---------- DATI IN INGRESSO ----------

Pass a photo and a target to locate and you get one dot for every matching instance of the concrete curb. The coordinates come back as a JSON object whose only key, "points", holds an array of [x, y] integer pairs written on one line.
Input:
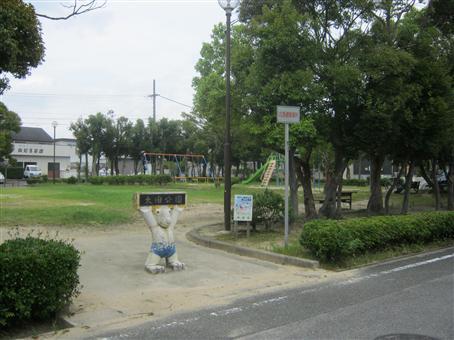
{"points": [[195, 237]]}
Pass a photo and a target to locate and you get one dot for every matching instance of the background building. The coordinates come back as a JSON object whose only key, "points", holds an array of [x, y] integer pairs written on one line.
{"points": [[35, 146]]}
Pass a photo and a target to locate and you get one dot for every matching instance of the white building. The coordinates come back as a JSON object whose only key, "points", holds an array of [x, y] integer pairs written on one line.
{"points": [[35, 146]]}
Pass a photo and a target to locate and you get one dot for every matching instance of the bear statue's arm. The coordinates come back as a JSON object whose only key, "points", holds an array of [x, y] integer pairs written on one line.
{"points": [[149, 217], [174, 217]]}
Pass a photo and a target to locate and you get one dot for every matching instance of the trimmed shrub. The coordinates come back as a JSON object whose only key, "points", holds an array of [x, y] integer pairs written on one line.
{"points": [[71, 180], [37, 278], [268, 208], [336, 240]]}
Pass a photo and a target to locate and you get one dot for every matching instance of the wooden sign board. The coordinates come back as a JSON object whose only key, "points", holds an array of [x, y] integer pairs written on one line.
{"points": [[156, 199], [242, 208]]}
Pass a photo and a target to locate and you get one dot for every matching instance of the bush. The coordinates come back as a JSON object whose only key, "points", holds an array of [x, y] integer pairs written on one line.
{"points": [[336, 240], [37, 278], [71, 180], [268, 208]]}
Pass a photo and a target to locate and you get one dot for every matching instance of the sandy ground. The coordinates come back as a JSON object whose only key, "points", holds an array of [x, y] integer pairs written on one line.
{"points": [[118, 292]]}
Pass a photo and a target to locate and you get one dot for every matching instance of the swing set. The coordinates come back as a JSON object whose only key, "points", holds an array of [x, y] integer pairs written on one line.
{"points": [[188, 167]]}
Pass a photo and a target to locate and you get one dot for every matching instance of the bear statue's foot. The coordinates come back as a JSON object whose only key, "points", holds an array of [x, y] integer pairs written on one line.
{"points": [[177, 265], [155, 269]]}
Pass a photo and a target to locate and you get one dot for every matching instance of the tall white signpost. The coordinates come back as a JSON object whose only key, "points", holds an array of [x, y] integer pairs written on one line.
{"points": [[287, 115]]}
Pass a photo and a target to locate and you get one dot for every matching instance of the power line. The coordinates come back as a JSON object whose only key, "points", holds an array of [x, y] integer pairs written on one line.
{"points": [[174, 101]]}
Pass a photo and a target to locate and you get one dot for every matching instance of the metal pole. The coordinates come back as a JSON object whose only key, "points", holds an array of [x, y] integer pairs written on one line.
{"points": [[286, 170], [227, 166], [53, 165], [154, 100]]}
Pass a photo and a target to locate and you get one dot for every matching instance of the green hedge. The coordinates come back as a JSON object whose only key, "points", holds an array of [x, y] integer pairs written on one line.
{"points": [[138, 179], [336, 240], [268, 208], [37, 278], [13, 172]]}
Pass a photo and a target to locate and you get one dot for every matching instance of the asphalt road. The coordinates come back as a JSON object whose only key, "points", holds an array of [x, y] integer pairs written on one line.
{"points": [[405, 299]]}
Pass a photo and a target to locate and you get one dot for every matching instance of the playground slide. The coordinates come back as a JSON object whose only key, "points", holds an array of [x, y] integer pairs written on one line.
{"points": [[256, 174]]}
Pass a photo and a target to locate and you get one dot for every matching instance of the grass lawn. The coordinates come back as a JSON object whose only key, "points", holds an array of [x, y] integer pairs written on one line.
{"points": [[86, 204]]}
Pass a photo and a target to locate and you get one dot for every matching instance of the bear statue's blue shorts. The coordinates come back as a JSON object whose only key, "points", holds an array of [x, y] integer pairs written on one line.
{"points": [[163, 249]]}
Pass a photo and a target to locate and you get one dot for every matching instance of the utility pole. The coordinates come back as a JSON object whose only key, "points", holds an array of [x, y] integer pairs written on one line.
{"points": [[154, 95], [154, 100]]}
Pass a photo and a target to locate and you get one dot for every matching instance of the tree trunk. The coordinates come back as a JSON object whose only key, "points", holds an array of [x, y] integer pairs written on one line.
{"points": [[304, 174], [436, 187], [80, 167], [293, 183], [136, 165], [425, 175], [394, 184], [408, 181], [329, 207], [375, 204], [86, 166], [450, 178], [117, 169]]}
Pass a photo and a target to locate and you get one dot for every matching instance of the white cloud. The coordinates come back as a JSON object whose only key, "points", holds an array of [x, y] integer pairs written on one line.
{"points": [[116, 50]]}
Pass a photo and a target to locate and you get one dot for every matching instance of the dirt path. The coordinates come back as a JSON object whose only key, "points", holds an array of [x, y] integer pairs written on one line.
{"points": [[116, 290]]}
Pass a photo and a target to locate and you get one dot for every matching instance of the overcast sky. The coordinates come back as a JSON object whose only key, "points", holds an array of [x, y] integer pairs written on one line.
{"points": [[107, 60]]}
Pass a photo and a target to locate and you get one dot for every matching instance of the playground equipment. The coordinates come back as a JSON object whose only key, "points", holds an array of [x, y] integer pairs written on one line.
{"points": [[188, 167], [266, 171]]}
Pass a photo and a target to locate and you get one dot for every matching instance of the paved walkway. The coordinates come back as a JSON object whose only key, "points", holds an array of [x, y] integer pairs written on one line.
{"points": [[117, 291]]}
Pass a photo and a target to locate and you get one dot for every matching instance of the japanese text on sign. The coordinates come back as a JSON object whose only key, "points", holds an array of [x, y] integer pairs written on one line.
{"points": [[242, 209], [160, 198], [288, 114]]}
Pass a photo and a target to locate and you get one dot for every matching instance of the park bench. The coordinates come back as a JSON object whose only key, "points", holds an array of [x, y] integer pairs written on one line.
{"points": [[345, 197], [401, 187]]}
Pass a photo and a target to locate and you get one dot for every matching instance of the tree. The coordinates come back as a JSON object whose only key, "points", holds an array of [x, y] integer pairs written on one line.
{"points": [[9, 122], [138, 143], [97, 128], [387, 90], [81, 132], [281, 74], [21, 47], [77, 8]]}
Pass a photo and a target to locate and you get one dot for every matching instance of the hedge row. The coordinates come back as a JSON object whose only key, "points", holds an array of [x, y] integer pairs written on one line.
{"points": [[37, 278], [138, 179], [336, 240]]}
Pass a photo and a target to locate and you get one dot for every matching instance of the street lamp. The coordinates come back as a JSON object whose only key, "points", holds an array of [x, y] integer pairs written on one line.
{"points": [[54, 125], [228, 6]]}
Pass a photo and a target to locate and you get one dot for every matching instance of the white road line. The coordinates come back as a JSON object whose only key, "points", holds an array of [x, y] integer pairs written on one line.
{"points": [[276, 300]]}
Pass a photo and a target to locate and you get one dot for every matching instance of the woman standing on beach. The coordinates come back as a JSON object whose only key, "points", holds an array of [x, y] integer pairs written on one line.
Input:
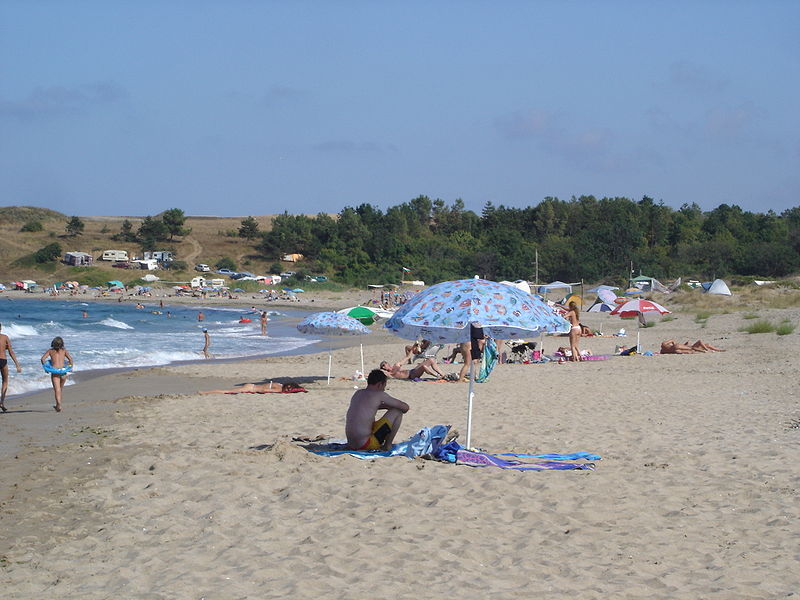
{"points": [[59, 358], [574, 316]]}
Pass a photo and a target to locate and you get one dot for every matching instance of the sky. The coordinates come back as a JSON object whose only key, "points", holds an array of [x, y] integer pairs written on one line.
{"points": [[245, 107]]}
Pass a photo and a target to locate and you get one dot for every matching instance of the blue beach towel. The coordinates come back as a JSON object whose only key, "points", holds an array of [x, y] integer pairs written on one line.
{"points": [[426, 441]]}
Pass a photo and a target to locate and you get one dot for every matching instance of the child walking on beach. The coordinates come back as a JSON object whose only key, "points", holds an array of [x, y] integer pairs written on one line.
{"points": [[59, 358]]}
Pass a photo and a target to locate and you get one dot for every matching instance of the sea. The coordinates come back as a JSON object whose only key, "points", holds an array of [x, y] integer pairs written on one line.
{"points": [[105, 335]]}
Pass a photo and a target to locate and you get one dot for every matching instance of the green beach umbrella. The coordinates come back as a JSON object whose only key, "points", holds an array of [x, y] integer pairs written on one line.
{"points": [[367, 316]]}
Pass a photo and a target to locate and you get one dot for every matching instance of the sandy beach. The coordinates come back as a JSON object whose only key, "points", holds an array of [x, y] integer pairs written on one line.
{"points": [[144, 489]]}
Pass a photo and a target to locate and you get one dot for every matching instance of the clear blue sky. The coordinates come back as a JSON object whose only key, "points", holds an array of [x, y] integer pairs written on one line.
{"points": [[254, 107]]}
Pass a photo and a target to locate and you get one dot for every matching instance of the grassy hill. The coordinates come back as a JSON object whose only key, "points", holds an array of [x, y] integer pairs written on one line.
{"points": [[211, 239]]}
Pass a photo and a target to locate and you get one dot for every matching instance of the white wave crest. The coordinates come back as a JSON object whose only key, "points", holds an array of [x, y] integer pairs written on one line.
{"points": [[109, 322], [13, 330]]}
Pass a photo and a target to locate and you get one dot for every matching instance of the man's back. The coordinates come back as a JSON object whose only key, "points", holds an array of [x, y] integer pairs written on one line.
{"points": [[360, 416]]}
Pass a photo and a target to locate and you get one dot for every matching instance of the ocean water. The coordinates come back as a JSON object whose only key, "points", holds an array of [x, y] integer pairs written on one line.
{"points": [[114, 336]]}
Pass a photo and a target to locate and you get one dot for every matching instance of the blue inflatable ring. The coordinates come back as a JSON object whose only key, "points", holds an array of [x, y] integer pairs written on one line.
{"points": [[49, 368]]}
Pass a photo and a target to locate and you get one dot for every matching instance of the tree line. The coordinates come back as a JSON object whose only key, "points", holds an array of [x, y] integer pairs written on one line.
{"points": [[580, 238]]}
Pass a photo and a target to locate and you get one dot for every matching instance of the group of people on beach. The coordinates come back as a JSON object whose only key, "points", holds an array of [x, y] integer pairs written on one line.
{"points": [[57, 357]]}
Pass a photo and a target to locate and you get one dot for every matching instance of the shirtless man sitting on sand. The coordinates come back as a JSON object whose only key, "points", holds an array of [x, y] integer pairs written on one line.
{"points": [[672, 347], [426, 366], [363, 431]]}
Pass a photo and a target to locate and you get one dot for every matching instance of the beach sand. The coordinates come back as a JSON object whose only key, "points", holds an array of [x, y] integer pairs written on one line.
{"points": [[145, 489]]}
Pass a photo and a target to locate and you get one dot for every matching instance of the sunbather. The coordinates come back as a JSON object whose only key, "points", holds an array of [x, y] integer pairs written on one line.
{"points": [[416, 349], [457, 349], [426, 366], [261, 388], [672, 347]]}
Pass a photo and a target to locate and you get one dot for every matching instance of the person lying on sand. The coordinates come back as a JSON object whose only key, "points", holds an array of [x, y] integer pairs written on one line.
{"points": [[426, 366], [363, 431], [672, 347], [261, 388]]}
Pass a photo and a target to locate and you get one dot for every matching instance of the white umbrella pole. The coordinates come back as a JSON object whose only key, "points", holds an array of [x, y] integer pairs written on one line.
{"points": [[469, 403]]}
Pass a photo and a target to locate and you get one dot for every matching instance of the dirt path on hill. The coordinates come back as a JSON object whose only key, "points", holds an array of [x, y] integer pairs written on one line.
{"points": [[195, 251]]}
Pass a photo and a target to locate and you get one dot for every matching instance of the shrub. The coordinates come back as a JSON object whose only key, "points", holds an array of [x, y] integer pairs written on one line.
{"points": [[761, 326], [49, 253], [32, 226], [176, 265], [226, 263]]}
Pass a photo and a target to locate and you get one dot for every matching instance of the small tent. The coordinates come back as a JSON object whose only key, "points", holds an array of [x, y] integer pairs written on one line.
{"points": [[519, 284], [718, 287], [600, 306]]}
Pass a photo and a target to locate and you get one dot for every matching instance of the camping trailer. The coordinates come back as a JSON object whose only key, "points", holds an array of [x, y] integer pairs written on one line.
{"points": [[78, 259], [162, 256], [115, 255]]}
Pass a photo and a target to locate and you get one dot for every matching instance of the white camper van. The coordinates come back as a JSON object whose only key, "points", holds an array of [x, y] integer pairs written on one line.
{"points": [[117, 255]]}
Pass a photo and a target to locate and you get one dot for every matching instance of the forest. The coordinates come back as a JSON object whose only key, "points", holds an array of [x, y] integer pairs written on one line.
{"points": [[582, 238]]}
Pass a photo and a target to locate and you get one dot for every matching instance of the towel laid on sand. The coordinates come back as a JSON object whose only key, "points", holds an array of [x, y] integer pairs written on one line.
{"points": [[425, 441]]}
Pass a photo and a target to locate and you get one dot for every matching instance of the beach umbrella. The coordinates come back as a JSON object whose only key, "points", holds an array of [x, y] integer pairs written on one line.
{"points": [[607, 296], [600, 306], [638, 308], [330, 324], [597, 289], [445, 312]]}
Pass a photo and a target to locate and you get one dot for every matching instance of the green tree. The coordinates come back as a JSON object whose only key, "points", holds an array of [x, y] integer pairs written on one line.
{"points": [[151, 231], [49, 253], [173, 220], [249, 229], [32, 226], [75, 227]]}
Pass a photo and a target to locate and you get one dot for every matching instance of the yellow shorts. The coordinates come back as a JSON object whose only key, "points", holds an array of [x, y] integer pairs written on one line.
{"points": [[380, 431]]}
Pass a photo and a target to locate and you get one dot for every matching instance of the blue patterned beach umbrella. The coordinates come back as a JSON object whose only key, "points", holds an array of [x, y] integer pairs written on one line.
{"points": [[330, 324], [444, 312]]}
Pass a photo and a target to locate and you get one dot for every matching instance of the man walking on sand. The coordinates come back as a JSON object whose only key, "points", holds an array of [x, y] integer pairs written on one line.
{"points": [[5, 346], [363, 431]]}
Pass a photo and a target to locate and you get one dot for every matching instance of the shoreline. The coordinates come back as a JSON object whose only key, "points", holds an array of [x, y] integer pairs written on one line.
{"points": [[160, 490], [323, 345]]}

----------

**OBIETTIVO**
Riscrivi come lista JSON di stringhe, una per riga, le righe dei record qui sopra a partire da quella che contiene "of the shoreline." fino alla fine dei record, estremi inclusi. Escludi le righe vuote.

**RISPOSTA QUI SOTTO**
[
  "Pass a photo and a target to locate and you get one dot for every matching instance of the shoreline. The coordinates come back as a JSON object whose only key, \"points\", holds an array of [x, y] integer pairs written on one line.",
  "{\"points\": [[160, 490], [323, 345]]}"
]